What you will do -> Rewrite the stretch of the break-even article from "One of the most fundamental" through "profits there is.", changing "capacity" to "occupancy".

Document extract ->
===============

Break Even Point - Analysis of Survival During Tough Times
Would You Know If You Are Losing Money During Low Business Volumes?
By S. Lakshmi Narasimhan Founder, Ignite Insight LLC | April 05, 2015
Business owners are obsessed with revenue generation and profit retention and hospitality stake holders are no exception. A sustained stream of profitability is what these investors like best. And so management has its work cut out. The problem is unless management is clued in on the direction their enterprise is taking, often, they are confronted with nasty surprises. One of the most critical pieces of information for management on their business performance is whether they are "losing money" as the often-ambiguous term goes. But knowing this is easier said than done. Enter the principle of break even.
What is Break Even Point?
If profitability is the holy grail of business performance, then keeping it sustained becomes the paramount goal. However, a key point often overlooked is how you will recognize if you are losing money. Here losing money is used in the context of determining whether you are on path for profits or are likely to suffer losses.
Losses can be roughly called: Revenues minus expenses, when expenses are higher than revenues. How is this related to the break-even concept? Break even broadly measures at what level of business volume in your operation do your revenues equal expenses. Why is this so important?
One of the most fundamental of concepts in performance measurement in general and profitability in particular is determining at what level of the capacity does the operation break even - that is, revenues and expenses are level. This is simply because, the higher the level of capacity an operation breaks even, the less the potential for future profits there is.

===============

Data listing ->
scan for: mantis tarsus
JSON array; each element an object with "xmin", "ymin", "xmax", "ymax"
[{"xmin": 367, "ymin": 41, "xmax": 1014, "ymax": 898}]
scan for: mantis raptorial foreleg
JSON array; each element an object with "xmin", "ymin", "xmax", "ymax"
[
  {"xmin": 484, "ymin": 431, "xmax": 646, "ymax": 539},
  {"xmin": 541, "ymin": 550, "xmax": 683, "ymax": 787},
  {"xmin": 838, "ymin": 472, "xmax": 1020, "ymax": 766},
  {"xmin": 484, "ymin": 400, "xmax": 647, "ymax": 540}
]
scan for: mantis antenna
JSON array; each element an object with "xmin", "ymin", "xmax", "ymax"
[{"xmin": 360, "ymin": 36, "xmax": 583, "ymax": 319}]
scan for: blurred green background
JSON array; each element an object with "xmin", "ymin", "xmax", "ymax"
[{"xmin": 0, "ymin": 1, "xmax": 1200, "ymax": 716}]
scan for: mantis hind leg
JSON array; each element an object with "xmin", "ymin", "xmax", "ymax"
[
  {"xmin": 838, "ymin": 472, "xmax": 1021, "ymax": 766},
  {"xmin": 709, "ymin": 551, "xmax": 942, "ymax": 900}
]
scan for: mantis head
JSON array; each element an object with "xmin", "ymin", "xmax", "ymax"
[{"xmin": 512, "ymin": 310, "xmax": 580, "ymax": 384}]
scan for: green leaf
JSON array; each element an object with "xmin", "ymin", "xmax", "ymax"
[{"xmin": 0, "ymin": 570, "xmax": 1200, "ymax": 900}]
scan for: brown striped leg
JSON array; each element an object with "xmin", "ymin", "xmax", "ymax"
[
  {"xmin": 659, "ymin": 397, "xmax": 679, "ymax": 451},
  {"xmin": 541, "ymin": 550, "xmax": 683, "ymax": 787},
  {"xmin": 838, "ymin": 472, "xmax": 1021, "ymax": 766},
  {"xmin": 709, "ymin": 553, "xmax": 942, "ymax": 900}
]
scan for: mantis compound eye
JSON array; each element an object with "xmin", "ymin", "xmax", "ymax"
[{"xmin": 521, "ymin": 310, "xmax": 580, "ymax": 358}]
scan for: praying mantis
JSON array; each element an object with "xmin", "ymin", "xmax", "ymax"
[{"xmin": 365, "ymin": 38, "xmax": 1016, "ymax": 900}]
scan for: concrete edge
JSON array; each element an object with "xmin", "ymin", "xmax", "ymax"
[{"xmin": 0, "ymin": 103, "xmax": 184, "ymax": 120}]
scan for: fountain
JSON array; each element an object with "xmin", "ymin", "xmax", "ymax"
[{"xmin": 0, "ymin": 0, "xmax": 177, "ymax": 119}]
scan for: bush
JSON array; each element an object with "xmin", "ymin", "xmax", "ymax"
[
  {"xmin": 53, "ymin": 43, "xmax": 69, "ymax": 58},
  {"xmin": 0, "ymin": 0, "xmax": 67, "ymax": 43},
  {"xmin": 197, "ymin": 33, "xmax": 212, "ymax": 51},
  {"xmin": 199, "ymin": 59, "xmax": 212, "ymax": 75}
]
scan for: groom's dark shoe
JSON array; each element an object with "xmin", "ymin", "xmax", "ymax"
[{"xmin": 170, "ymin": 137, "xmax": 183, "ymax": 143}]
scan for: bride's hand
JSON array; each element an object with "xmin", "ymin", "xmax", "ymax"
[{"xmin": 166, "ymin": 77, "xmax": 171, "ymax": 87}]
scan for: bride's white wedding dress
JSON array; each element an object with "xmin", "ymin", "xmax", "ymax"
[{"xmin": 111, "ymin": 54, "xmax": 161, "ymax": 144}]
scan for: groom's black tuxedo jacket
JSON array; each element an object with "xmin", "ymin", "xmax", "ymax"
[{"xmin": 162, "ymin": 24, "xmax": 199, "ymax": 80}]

===============

Solution ->
One of the most fundamental of concepts in performance measurement in general and profitability in particular is determining at what level of the occupancy does the operation break even - that is, revenues and expenses are level. This is simply because, the higher the level of occupancy an operation breaks even, the less the potential for future profits there is.